-- START Data provided --

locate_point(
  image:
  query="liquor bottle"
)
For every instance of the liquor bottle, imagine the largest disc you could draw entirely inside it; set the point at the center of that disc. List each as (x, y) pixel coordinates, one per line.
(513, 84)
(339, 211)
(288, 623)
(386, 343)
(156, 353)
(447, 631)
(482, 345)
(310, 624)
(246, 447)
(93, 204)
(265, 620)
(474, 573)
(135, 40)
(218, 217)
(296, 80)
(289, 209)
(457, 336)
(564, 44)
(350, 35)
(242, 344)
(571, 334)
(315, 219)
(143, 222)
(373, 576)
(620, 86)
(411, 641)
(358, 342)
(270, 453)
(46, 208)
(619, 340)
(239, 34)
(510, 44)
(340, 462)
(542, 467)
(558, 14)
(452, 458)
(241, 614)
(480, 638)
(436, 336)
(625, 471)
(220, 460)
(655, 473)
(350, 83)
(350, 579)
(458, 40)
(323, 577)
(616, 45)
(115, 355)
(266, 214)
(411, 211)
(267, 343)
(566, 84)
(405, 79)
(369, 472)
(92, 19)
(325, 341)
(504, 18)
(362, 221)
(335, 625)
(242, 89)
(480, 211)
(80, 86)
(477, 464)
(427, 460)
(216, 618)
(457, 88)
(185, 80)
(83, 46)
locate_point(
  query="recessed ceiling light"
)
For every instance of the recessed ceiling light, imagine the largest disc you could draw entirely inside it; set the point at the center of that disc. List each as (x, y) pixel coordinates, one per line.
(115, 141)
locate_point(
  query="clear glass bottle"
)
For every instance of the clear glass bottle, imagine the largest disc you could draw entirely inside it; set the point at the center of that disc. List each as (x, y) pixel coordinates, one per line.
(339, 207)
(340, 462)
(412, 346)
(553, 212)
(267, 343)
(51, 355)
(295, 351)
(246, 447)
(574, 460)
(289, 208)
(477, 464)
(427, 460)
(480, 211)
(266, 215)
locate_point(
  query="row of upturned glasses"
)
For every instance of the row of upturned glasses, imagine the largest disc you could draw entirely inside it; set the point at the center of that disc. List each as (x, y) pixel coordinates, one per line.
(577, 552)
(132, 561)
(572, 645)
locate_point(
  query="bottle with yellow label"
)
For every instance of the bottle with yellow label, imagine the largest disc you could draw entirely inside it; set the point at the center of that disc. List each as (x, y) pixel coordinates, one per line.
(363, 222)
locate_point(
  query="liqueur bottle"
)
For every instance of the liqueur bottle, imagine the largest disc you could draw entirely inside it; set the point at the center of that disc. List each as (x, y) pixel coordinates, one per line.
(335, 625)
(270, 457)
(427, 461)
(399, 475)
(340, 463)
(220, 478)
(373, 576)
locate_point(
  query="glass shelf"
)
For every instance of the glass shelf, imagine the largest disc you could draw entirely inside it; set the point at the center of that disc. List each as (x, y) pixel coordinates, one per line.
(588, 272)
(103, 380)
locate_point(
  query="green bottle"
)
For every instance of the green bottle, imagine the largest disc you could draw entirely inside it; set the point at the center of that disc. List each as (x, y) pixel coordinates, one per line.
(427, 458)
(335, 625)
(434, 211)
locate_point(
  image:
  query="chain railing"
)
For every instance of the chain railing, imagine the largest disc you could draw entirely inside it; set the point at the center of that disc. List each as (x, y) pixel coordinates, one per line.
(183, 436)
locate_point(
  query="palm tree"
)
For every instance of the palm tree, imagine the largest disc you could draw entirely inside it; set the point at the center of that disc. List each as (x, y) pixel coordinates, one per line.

-- END Data provided --

The task >> Reproduce each line verbatim.

Task solution >>
locate_point(
  image:
  query="liquor bottle"
)
For every instance of the liquor bottle, imagine the largest disc you could draw entirely inside it; set the point at the center of that disc. List each as (x, y) pixel coordinates, one per line.
(513, 84)
(339, 211)
(288, 623)
(386, 343)
(156, 353)
(447, 631)
(482, 345)
(310, 624)
(246, 447)
(93, 204)
(265, 620)
(474, 573)
(135, 40)
(218, 217)
(296, 80)
(289, 209)
(457, 336)
(564, 44)
(350, 35)
(242, 344)
(571, 334)
(315, 219)
(143, 222)
(373, 576)
(620, 86)
(411, 641)
(358, 342)
(270, 453)
(46, 208)
(619, 340)
(239, 34)
(510, 44)
(340, 462)
(542, 467)
(558, 14)
(452, 458)
(241, 614)
(480, 638)
(436, 336)
(625, 471)
(220, 460)
(655, 473)
(350, 83)
(350, 579)
(458, 40)
(323, 577)
(616, 45)
(115, 355)
(266, 214)
(411, 211)
(267, 343)
(566, 84)
(405, 79)
(369, 472)
(92, 19)
(325, 341)
(504, 18)
(362, 221)
(335, 625)
(242, 89)
(480, 211)
(80, 86)
(477, 464)
(427, 460)
(216, 618)
(457, 88)
(185, 80)
(83, 46)
locate_point(
  query="recessed ceiling light"
)
For every instance of the recessed ceiling light, imagine the largest disc you could draw entirely inside it; set the point at the center of that disc. List each as (x, y) pixel coordinates, one per line.
(115, 141)
locate_point(
  query="clear glass bottle"
)
For every instance of the clear glass bottle, imagine the largest disc you could draw entirely inside it; set the point at the center of that disc. List each as (x, y) pixel coordinates, one per line.
(339, 207)
(340, 462)
(412, 346)
(553, 212)
(267, 343)
(51, 355)
(295, 351)
(246, 447)
(574, 460)
(289, 208)
(477, 464)
(427, 460)
(480, 211)
(266, 215)
locate_point(
  query="row of upturned glasses"
)
For every instance of the row of upturned glasses, imagine the largest disc you could draw entirely inside it; set the point at the center of that disc. List each as (x, y) pixel coordinates, one per line.
(577, 552)
(132, 561)
(572, 645)
locate_point(
  query="bottle with yellow label"
)
For every instance of the bottle with yellow label, imagine the largest disc you could draw entirely inside it; set the point at the center of that disc. List each as (x, y) pixel coordinates, one per line.
(363, 222)
locate_point(
  query="liqueur bottle"
)
For every instance of the liqueur bottle, imagine the largest disc you could draw entirely inside it; set the point at the center of that disc. List each as (x, y) pixel coordinates, one per line.
(335, 625)
(270, 457)
(427, 461)
(399, 475)
(340, 463)
(220, 478)
(373, 576)
locate_point(
  query="glass shelf"
)
For every instance of the glass shelf, imagine the largest disc you could draw entirely inside it; set the point at the center of that disc. List each as (x, y) pixel coordinates, one per line.
(588, 272)
(103, 380)
locate_point(
  query="green bottle"
)
For every instance of the green bottle, imagine the largest disc you could draw entirely inside it; set the point at the center of that disc. List each as (x, y) pixel coordinates, one per line.
(427, 458)
(335, 625)
(434, 211)
locate_point(
  image:
  query="chain railing"
)
For every instance of the chain railing, imagine the largest disc you could draw entirely inside it; set the point at the center of that disc. List each as (x, y) pixel coordinates, one per line.
(183, 436)
locate_point(
  query="palm tree"
)
For every instance of the palm tree, imagine the largest disc you could draw entirely inside it; set the point at the center of that disc. List each as (x, y) pixel coordinates, one per line.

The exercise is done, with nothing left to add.